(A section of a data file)
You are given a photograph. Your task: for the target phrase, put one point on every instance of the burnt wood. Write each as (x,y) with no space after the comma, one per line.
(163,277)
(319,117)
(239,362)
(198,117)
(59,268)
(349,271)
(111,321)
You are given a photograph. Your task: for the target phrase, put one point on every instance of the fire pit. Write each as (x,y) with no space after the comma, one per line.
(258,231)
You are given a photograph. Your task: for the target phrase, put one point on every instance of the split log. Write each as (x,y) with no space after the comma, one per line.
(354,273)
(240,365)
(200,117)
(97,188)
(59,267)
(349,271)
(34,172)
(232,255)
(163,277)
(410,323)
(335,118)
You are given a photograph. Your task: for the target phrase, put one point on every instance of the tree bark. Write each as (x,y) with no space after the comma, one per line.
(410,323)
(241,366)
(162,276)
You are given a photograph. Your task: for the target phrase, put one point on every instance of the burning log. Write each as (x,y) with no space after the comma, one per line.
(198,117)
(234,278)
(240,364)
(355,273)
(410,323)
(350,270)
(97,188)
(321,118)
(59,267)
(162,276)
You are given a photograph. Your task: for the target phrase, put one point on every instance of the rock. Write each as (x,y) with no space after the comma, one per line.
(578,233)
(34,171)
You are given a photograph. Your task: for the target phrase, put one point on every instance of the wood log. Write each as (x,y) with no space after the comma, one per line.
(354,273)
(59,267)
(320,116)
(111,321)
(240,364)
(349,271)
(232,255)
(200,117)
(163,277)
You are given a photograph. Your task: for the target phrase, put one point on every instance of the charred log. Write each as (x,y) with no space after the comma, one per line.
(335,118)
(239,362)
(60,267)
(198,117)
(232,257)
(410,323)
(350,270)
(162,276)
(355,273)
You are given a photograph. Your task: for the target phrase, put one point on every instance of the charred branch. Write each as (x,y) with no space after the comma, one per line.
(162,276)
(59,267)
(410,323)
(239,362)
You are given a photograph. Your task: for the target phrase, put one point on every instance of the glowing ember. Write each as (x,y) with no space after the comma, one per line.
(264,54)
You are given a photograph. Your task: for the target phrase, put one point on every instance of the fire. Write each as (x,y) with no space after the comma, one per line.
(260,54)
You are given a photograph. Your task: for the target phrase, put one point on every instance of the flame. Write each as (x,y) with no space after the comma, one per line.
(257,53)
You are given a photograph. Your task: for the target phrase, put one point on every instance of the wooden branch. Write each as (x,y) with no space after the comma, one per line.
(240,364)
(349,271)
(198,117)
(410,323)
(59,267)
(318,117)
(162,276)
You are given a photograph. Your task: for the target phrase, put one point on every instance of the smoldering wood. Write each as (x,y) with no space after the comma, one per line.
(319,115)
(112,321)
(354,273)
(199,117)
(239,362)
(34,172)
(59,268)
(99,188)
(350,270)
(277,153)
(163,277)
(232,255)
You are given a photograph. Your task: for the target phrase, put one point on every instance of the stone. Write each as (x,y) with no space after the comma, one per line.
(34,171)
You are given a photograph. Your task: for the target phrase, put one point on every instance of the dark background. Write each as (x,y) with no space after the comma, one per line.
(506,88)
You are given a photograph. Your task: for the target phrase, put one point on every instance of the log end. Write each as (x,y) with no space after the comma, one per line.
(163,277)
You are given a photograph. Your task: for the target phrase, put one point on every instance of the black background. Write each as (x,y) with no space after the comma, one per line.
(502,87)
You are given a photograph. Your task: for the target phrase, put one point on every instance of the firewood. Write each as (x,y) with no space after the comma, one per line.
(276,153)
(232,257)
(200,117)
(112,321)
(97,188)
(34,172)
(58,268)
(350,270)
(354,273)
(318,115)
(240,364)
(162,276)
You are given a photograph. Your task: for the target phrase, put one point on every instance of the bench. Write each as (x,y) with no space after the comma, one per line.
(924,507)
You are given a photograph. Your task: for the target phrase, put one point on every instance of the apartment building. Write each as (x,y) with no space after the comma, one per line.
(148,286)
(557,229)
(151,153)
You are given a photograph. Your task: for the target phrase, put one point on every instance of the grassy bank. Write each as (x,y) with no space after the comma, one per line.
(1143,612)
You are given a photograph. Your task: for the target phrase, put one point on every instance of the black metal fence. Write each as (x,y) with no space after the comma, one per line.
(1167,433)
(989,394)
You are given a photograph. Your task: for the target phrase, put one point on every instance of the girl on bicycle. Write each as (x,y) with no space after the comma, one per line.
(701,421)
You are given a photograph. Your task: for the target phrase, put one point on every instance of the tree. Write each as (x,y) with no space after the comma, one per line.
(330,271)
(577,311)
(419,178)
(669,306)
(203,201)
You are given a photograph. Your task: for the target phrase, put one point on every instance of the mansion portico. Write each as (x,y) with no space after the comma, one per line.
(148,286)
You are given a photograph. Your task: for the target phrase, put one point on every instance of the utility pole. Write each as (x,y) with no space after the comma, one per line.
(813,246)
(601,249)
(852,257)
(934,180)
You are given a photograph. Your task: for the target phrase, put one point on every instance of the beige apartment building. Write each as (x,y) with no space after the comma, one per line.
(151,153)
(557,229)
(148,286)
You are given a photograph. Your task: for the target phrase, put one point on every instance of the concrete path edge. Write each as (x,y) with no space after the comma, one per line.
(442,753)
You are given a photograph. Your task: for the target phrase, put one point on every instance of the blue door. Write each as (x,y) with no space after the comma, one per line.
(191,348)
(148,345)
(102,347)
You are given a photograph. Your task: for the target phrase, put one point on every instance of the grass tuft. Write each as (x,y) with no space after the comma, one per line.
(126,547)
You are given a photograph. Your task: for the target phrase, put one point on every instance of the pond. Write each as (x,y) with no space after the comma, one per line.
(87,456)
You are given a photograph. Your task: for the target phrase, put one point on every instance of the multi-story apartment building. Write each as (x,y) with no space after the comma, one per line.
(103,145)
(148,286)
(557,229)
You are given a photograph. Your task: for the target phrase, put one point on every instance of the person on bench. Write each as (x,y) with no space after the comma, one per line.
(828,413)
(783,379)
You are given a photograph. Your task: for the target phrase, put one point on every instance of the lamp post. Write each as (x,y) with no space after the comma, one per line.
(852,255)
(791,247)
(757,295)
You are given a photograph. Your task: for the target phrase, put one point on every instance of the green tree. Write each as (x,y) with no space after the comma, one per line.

### Given task
Reproduce the lines from the one containing "of the pond." through the end of the items, inclusive, leaving the requests unchanged and scaling every coordinate in the answers by 0.3, rounded to whole numbers with halves rounded up. Give only those lines.

### Result of the task
You are given a photograph. Your task: for the target phrase, put one point on every instance of the pond. Write each as (x,y) with no space after the comma, one per line.
(26,137)
You are given a photograph. Your task: for the target phrase, put one point on every instance of the multi-story apartment building. Write each as (x,y) with no space after the comma, one per line.
(31,44)
(44,86)
(167,69)
You are given a photograph. Your task: for the target phrase, put one point on every instance of the person on bench. Write each as (x,y) with no space after the comma, one per line.
(248,124)
(235,114)
You are given a photograph. Your task: for the target phrase, put one point on every instance of the lamp post. Write each as (x,y) with no space after the comma, one per line.
(256,77)
(237,74)
(227,89)
You are given a photograph. Your task: for the target phrase, put one point on every instance of the green tree. Write each as (x,y) with no space after the comma, one per line.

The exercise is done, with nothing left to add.